■ Brief: Rewrite every item below with "thickest part" replaced by "widest part", keeping everything else the same, and leave out the pictures.

■ Information shown:
— BEGIN —
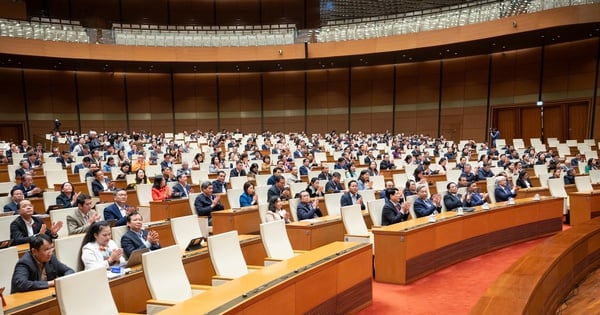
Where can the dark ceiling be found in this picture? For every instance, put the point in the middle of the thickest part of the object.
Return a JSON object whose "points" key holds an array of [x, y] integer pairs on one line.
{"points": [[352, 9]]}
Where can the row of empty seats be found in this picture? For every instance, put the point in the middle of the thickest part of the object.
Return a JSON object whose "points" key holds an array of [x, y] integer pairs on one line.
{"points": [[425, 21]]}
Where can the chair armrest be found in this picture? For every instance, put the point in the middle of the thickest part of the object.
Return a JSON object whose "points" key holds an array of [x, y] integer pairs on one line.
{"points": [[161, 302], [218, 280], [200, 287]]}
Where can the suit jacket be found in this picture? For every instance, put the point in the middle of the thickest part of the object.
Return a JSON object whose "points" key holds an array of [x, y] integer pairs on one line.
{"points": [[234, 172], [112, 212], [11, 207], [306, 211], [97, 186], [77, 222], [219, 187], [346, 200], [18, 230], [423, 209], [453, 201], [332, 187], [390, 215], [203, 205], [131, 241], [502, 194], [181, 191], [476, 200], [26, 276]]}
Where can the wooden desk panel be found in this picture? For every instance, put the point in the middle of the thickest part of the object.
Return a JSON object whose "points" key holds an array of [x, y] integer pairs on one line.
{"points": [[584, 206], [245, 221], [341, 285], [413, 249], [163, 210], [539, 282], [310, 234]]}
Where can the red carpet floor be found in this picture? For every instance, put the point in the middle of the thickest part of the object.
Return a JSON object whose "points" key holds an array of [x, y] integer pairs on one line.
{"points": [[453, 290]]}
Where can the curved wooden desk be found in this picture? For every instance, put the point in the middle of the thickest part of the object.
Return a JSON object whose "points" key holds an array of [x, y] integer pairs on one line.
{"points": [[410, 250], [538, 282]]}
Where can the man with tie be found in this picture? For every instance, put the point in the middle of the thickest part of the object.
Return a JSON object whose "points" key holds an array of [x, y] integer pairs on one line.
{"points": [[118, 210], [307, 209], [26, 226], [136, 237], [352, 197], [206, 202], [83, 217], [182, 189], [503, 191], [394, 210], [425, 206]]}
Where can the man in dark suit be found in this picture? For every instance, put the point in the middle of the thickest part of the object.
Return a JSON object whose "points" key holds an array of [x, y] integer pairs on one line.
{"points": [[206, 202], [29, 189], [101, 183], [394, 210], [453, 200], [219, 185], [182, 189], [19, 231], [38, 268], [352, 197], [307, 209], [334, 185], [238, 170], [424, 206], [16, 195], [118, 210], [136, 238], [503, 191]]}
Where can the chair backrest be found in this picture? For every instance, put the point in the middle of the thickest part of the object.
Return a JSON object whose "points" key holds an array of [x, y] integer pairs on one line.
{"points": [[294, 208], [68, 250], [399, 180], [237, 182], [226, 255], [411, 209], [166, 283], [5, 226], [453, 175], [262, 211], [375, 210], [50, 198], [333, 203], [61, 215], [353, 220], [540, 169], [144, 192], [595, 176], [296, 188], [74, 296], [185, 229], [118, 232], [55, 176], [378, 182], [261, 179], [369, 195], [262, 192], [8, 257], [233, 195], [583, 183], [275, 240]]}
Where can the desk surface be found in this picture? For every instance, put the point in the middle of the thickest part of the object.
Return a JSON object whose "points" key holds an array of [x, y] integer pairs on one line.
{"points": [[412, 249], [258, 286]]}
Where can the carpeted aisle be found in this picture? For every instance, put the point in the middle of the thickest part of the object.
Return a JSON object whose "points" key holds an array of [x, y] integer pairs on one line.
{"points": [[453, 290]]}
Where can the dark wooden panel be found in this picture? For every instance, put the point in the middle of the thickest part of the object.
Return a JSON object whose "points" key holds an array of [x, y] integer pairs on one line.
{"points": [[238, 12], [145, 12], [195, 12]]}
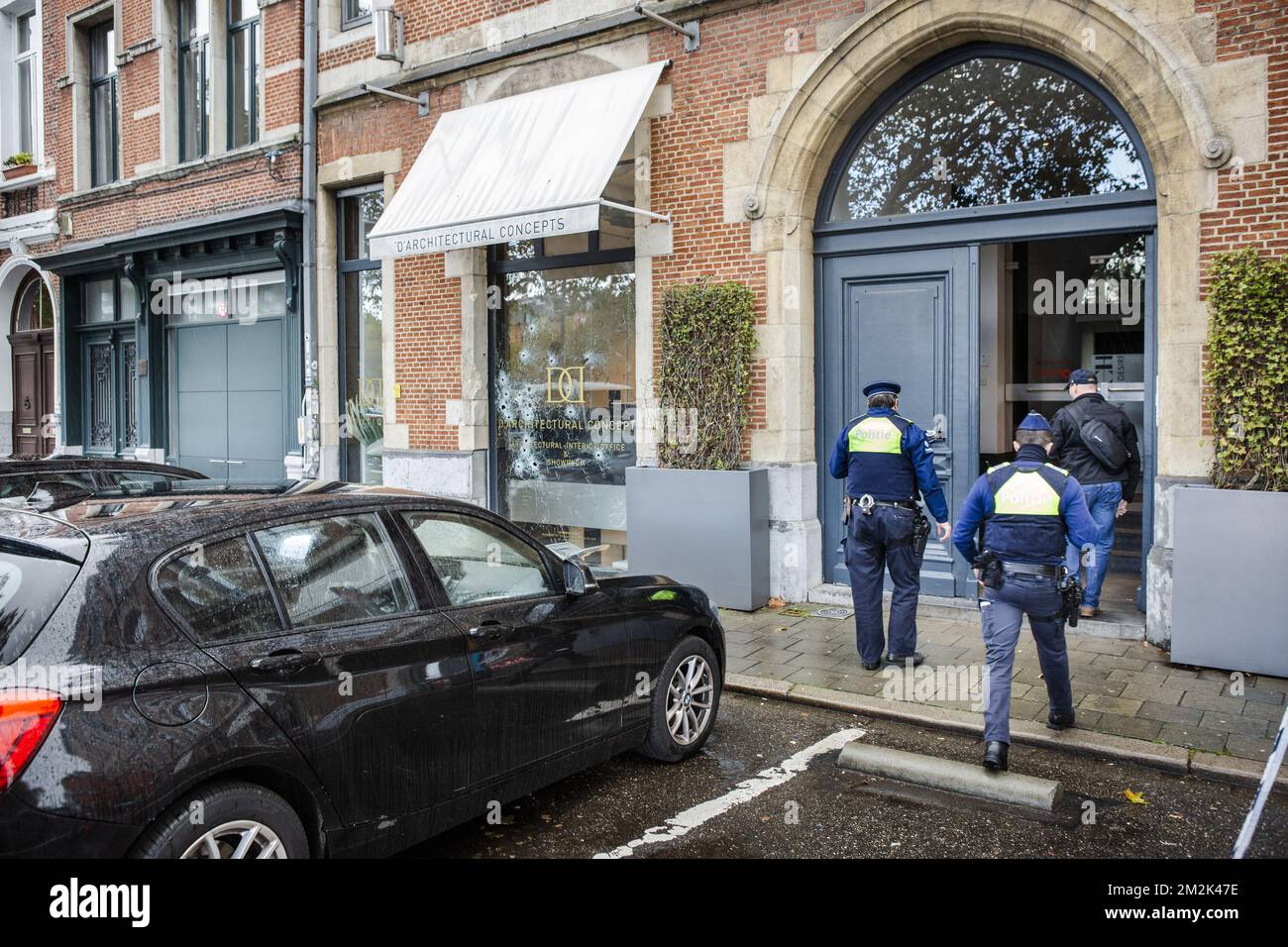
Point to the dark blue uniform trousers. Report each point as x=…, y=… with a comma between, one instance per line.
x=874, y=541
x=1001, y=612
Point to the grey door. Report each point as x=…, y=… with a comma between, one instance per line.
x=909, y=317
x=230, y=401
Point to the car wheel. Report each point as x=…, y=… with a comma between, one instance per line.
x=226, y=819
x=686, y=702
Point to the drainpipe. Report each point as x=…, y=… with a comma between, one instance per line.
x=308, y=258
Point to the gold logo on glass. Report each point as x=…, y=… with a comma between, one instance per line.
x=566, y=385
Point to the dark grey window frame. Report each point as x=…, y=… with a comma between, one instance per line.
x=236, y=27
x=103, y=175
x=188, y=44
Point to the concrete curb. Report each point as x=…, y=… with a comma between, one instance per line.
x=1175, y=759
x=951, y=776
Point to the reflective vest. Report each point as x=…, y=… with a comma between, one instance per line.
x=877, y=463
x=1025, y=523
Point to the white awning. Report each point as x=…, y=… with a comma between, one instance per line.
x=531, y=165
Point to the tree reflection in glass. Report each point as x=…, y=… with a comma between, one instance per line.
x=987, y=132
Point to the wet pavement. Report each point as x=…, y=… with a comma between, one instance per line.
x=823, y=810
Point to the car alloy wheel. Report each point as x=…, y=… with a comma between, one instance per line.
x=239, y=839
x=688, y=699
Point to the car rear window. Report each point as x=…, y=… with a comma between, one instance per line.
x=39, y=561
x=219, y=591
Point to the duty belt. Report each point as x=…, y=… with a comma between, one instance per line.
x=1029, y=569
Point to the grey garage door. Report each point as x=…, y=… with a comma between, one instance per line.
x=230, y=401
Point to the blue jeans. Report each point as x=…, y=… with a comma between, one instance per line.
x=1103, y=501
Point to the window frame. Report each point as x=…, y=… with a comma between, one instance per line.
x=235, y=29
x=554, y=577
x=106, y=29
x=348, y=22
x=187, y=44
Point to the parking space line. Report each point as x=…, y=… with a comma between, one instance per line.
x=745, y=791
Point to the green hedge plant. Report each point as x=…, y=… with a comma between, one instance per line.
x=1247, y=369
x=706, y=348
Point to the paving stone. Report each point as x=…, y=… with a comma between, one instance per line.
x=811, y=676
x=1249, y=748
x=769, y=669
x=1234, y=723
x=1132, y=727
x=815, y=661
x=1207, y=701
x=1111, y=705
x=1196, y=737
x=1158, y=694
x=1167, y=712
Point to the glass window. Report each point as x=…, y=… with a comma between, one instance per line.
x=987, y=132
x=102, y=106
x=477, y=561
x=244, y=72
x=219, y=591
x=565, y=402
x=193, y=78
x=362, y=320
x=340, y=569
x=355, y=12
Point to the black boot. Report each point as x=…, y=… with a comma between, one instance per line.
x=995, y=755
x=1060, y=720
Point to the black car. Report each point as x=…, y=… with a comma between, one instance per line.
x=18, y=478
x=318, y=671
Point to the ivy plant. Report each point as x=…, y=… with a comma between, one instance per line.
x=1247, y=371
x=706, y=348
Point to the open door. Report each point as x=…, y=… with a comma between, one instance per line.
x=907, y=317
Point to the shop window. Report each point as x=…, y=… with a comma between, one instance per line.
— END —
■ Answer to this exercise:
Where can the dark ceiling be found in this picture? For every instance, put the point in the middle of the widest part of the object.
Return a JSON object whose "points" key holds an array of [x, y] integer pairs on one line.
{"points": [[352, 9]]}
Where can the row of empty seats be found in this picture? For every instance, put the point in the middle of the widest part of the object.
Return a JSON object whose "points" key holds an array of [x, y] integer pairs on one line.
{"points": [[425, 21]]}
Where can the chair armrest be found in this picture? For every instance, put the point in the middle of the widest part of the object.
Return a JSON object whose "points" key holds an array of [x, y] integer pairs on one line.
{"points": [[161, 302], [218, 280], [200, 287]]}
Where can the suit jacket be found in this picture? For every instance, put the point in the middle of the widest part of the object.
Return a JSON object whose "points" key holds an array of [x, y] integer pairs on one line.
{"points": [[234, 172], [112, 212], [11, 207], [306, 211], [97, 186], [77, 222], [219, 187], [346, 200], [18, 230], [423, 209], [453, 201], [332, 187], [390, 215], [203, 205], [131, 241], [502, 194], [181, 191], [476, 200], [26, 276]]}
Where can the wooden desk panel be found in this picture? For every instance, put the point in the middle of the widest part of the object.
Return a JSON object whose "points" key holds an array of [x, y] integer pairs on one line.
{"points": [[584, 206], [245, 221], [341, 285], [413, 249], [163, 210], [539, 282], [310, 234]]}
Where can the red carpet floor be found in this picture? For every instance, put the point in the middle of the widest part of the object.
Return a JSON object whose "points" key holds an array of [x, y] integer pairs on one line.
{"points": [[453, 290]]}
Where can the curved wooden desk be found in this picture? For every instance, put the point in the middle of the widest part of the object.
Return a JSON object whose "points" key holds an array of [x, y] integer pairs on one line.
{"points": [[410, 250], [538, 282]]}
Where can the man with tie be found in this picture? For every instance, put the point in the middle of the widest part of the object.
Return a JSON object whose "points" key holds an array of [x, y] integer pairs on one line.
{"points": [[118, 210], [307, 209], [26, 226], [136, 237], [352, 197], [206, 202], [83, 217], [182, 189], [503, 191], [394, 210], [425, 206]]}
Where can the man in dark suit be found in this picture? For every instance, put the point in the middle of the widest part of the object.
Return a JSON object whose "points" key holds an array of [x, y] integer pairs on one line.
{"points": [[206, 202], [29, 189], [101, 183], [394, 210], [453, 200], [219, 185], [182, 189], [19, 231], [38, 268], [352, 197], [307, 209], [334, 185], [238, 170], [424, 206], [16, 195], [118, 210], [136, 238], [503, 191]]}
Where can the chair backrest be found in this picture? For every instance, put the point in the middle of the widest part of the object.
Return a JSON object whose "points" key holds an array of [x, y] integer pairs on one line.
{"points": [[294, 208], [68, 250], [399, 180], [237, 182], [226, 255], [411, 209], [166, 283], [5, 226], [453, 175], [262, 211], [375, 210], [50, 198], [333, 203], [61, 215], [353, 220], [540, 169], [144, 192], [595, 176], [296, 188], [74, 296], [185, 229], [118, 232], [55, 176], [378, 182], [261, 179], [369, 195], [262, 192], [8, 257], [233, 195], [583, 183], [275, 240]]}
Where can the desk surface be found in this picture? For every instance, put the point in the middle of the widest part of the object.
Return a JSON object whose "points" key holds an array of [x, y] integer pairs on one line.
{"points": [[412, 249], [258, 286]]}
Where can the carpeted aisle be found in this picture? For every instance, put the point in the middle of the widest part of the object.
Return a JSON object whose "points" key holds an array of [x, y] integer pairs on one line.
{"points": [[453, 290]]}
Where can the dark wooden panel be found in this picture? For every instance, put the point in the middle of the widest part of the object.
Return a JSON object whose "points" key holds an array of [x, y] integer pairs on one line.
{"points": [[238, 12], [145, 12], [195, 12]]}
Point to the dark blue uniform trousers. Report each point as x=…, y=… with a comma between, one instance per line.
x=874, y=541
x=1001, y=612
Point to the grey door. Report each point as x=…, y=… with a comma between, one instance per line.
x=909, y=317
x=230, y=401
Point to the car wheel. Report each point as x=…, y=… with a comma between, one instance per line.
x=226, y=819
x=686, y=702
Point to the drainpipe. Report each point as x=…, y=… with a comma between, one instance per line.
x=308, y=258
Point to the gold logo on glass. Report each point as x=…, y=… with a comma between, one instance per line.
x=566, y=385
Point to the dark grey window frame. Report each point as x=…, y=… with a comma between, one instance per line.
x=236, y=27
x=103, y=175
x=188, y=44
Point to the concrete curb. Report each point as x=…, y=… with a comma between, one instance per line.
x=1175, y=759
x=951, y=776
Point to the reflective vest. Report each point as x=…, y=… with a comma between, one instance per line.
x=877, y=463
x=1025, y=523
Point to the white awning. Report each point as x=…, y=… with a comma between, one instance per line.
x=531, y=165
Point to the tree reflection in glass. Report each point as x=…, y=… with a comma between, one instance per line.
x=987, y=132
Point to the wet pavement. Report each point as x=…, y=… with a comma between, one instance per line.
x=823, y=810
Point to the car alloy wheel. Report each point as x=…, y=… with a comma between, one instance per line.
x=239, y=839
x=688, y=699
Point to the car rear window. Report each point as x=…, y=… with a comma between, one instance per line.
x=39, y=561
x=219, y=591
Point to the duty belt. Report each point as x=…, y=… with a comma between, one instance per line.
x=1029, y=569
Point to the grey garage door. Report each point as x=…, y=… with a comma between, one instance per line.
x=230, y=401
Point to the blue jeans. Report each point as x=…, y=… with a comma between, one instance per line.
x=1103, y=501
Point to the window frame. Report each point as x=…, y=… with a comma between, one instance per line.
x=235, y=29
x=554, y=577
x=106, y=29
x=348, y=22
x=187, y=44
Point to the parking space line. Report each point as x=…, y=… with a comma between, one instance per line.
x=745, y=791
Point to the green hedge plant. Report each point as x=…, y=… with a comma between, one instance per line.
x=1247, y=369
x=706, y=348
Point to the paving stone. Report each point as x=…, y=… with a comma between, one instance per line.
x=811, y=676
x=1249, y=748
x=769, y=669
x=1234, y=723
x=1132, y=727
x=815, y=661
x=1207, y=701
x=1111, y=705
x=1196, y=737
x=1158, y=694
x=1167, y=712
Point to the glass window. Report each point as x=…, y=… with a comma between, one instance per line.
x=987, y=132
x=102, y=106
x=477, y=561
x=244, y=72
x=219, y=591
x=565, y=402
x=193, y=78
x=362, y=320
x=340, y=569
x=355, y=12
Point to the black boot. Report each point as x=…, y=… with a comma between, one instance per line.
x=995, y=755
x=1060, y=720
Point to the black car. Report each point as x=…, y=… with a comma between, one instance per line.
x=18, y=478
x=318, y=671
Point to the ivy plant. Report each point as x=…, y=… with a comma between, one instance per line.
x=1247, y=371
x=706, y=348
Point to the open door. Report each point as x=…, y=… with a comma between, one instance per line.
x=907, y=317
Point to the shop window. Report each point as x=…, y=… with a comma between, one instance per line.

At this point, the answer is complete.